'''

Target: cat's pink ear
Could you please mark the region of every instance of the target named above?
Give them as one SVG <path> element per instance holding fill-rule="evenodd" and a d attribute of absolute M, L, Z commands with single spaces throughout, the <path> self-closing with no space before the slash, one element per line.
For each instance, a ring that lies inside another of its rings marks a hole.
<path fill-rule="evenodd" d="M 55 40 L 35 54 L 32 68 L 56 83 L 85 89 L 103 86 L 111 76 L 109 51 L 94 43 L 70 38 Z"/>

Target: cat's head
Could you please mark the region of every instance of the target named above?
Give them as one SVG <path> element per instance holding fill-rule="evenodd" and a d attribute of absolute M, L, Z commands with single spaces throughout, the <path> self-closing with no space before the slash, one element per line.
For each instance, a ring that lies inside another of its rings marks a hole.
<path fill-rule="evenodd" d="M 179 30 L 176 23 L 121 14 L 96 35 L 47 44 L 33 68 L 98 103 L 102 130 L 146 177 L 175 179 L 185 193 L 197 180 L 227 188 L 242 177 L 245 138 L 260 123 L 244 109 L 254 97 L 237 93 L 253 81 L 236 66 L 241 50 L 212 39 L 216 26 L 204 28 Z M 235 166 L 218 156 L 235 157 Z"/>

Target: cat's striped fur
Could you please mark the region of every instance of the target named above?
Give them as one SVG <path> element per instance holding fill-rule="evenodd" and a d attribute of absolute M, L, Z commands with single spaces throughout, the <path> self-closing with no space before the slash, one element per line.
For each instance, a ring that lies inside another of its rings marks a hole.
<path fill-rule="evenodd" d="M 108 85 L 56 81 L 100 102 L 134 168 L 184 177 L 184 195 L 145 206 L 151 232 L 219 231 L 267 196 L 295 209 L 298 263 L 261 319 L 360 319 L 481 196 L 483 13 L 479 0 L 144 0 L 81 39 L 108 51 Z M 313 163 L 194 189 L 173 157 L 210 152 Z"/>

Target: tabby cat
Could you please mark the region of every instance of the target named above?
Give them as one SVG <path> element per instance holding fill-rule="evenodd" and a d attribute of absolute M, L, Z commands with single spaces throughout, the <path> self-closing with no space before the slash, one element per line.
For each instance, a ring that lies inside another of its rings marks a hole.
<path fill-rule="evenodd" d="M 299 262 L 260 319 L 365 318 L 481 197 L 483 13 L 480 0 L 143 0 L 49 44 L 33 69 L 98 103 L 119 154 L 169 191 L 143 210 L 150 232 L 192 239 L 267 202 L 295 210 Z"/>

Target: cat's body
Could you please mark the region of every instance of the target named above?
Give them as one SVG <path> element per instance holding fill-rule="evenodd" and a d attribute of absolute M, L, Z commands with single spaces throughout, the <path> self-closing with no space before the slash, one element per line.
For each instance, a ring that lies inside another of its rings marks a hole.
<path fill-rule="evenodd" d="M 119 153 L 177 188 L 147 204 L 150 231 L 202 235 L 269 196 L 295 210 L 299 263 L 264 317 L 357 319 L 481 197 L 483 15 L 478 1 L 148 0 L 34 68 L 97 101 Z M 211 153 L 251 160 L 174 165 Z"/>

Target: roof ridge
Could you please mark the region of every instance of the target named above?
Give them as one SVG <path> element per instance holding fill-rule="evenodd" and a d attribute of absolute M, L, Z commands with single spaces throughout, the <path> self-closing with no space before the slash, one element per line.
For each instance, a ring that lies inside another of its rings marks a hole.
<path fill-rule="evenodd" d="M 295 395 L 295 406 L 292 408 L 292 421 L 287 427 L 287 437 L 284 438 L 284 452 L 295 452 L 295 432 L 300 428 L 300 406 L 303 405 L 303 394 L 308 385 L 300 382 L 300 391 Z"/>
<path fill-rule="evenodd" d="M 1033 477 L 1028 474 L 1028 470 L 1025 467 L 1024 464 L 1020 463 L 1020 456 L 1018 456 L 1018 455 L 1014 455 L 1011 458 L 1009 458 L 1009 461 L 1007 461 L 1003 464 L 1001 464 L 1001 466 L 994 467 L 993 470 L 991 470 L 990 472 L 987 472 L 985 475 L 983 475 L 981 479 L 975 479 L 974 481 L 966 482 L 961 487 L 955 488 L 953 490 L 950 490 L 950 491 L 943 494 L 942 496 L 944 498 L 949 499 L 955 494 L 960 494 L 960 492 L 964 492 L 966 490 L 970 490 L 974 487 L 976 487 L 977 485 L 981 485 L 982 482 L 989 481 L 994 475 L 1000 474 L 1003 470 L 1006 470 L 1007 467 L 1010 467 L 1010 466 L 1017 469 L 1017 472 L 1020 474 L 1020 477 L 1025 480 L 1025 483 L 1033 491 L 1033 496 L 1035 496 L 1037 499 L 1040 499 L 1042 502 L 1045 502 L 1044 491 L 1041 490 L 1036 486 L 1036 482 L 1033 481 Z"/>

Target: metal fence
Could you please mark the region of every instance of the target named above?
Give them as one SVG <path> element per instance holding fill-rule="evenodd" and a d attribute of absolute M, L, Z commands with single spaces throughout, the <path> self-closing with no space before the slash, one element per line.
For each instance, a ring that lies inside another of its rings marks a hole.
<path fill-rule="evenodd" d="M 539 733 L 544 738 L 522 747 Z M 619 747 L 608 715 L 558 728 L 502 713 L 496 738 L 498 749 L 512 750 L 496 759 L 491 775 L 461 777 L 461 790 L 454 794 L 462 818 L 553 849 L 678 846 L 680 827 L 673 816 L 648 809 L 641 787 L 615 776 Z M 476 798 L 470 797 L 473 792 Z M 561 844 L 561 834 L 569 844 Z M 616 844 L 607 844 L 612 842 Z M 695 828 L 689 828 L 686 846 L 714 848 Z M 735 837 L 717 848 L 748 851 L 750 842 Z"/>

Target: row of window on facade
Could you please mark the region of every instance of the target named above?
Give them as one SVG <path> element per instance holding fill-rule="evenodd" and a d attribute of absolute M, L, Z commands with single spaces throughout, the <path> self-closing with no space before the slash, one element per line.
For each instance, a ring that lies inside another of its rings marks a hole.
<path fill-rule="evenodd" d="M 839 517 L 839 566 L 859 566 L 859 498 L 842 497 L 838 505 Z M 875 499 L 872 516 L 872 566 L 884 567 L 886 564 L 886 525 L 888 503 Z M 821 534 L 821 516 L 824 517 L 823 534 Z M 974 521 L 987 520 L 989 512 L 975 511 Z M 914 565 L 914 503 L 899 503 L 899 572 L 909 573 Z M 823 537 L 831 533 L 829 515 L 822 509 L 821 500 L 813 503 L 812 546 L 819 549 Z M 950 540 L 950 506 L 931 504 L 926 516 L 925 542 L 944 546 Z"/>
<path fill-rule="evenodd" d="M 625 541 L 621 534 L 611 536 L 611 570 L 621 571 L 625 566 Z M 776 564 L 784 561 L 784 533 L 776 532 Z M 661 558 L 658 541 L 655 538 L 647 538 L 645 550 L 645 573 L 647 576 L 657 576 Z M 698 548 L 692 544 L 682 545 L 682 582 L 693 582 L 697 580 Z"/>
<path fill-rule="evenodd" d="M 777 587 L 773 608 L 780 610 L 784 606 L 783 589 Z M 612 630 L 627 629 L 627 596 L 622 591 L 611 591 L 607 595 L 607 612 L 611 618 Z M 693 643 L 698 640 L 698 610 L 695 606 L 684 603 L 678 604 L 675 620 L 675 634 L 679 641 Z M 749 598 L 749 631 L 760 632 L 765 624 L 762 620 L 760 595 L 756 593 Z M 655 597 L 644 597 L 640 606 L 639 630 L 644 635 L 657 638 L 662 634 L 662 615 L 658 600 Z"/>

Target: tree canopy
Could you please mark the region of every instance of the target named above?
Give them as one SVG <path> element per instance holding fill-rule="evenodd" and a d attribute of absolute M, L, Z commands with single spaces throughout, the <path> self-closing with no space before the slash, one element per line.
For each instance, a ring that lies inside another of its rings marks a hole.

'''

> Short exercise
Can you rewrite the entries from the first line through the line containing "179 30 L 176", swapping "instance" for "object" and leaving everything else the same?

> Answer below
Target: cat's pink ear
Could you please mark the region of every object of the target named above?
Give them as one SVG <path> element per object holding fill-rule="evenodd" and a d attribute of absolute M, L, Z commands with single spaces throughout, the <path> self-closing with no space before the slash, one element per line.
For each object, a ring that lies inside another of its rings marks a hole.
<path fill-rule="evenodd" d="M 55 40 L 35 54 L 32 68 L 56 83 L 85 89 L 103 86 L 111 76 L 109 51 L 94 43 L 70 38 Z"/>

Target: cat's head
Could you please mark the region of every object of the target named above?
Give them as one SVG <path> element per object holding fill-rule="evenodd" and a d attribute of absolute M, L, Z commands with single spaces throughout, the <path> self-closing with no space before the slash, one element per line.
For each object, a ring that lies inside another of its rings marks a hole.
<path fill-rule="evenodd" d="M 179 30 L 176 23 L 121 14 L 96 35 L 47 44 L 33 68 L 98 103 L 102 130 L 146 177 L 175 179 L 185 193 L 197 180 L 227 188 L 242 177 L 245 138 L 260 123 L 244 109 L 254 97 L 237 93 L 253 81 L 236 66 L 241 50 L 212 39 L 216 26 L 204 28 Z M 235 166 L 218 156 L 235 157 Z"/>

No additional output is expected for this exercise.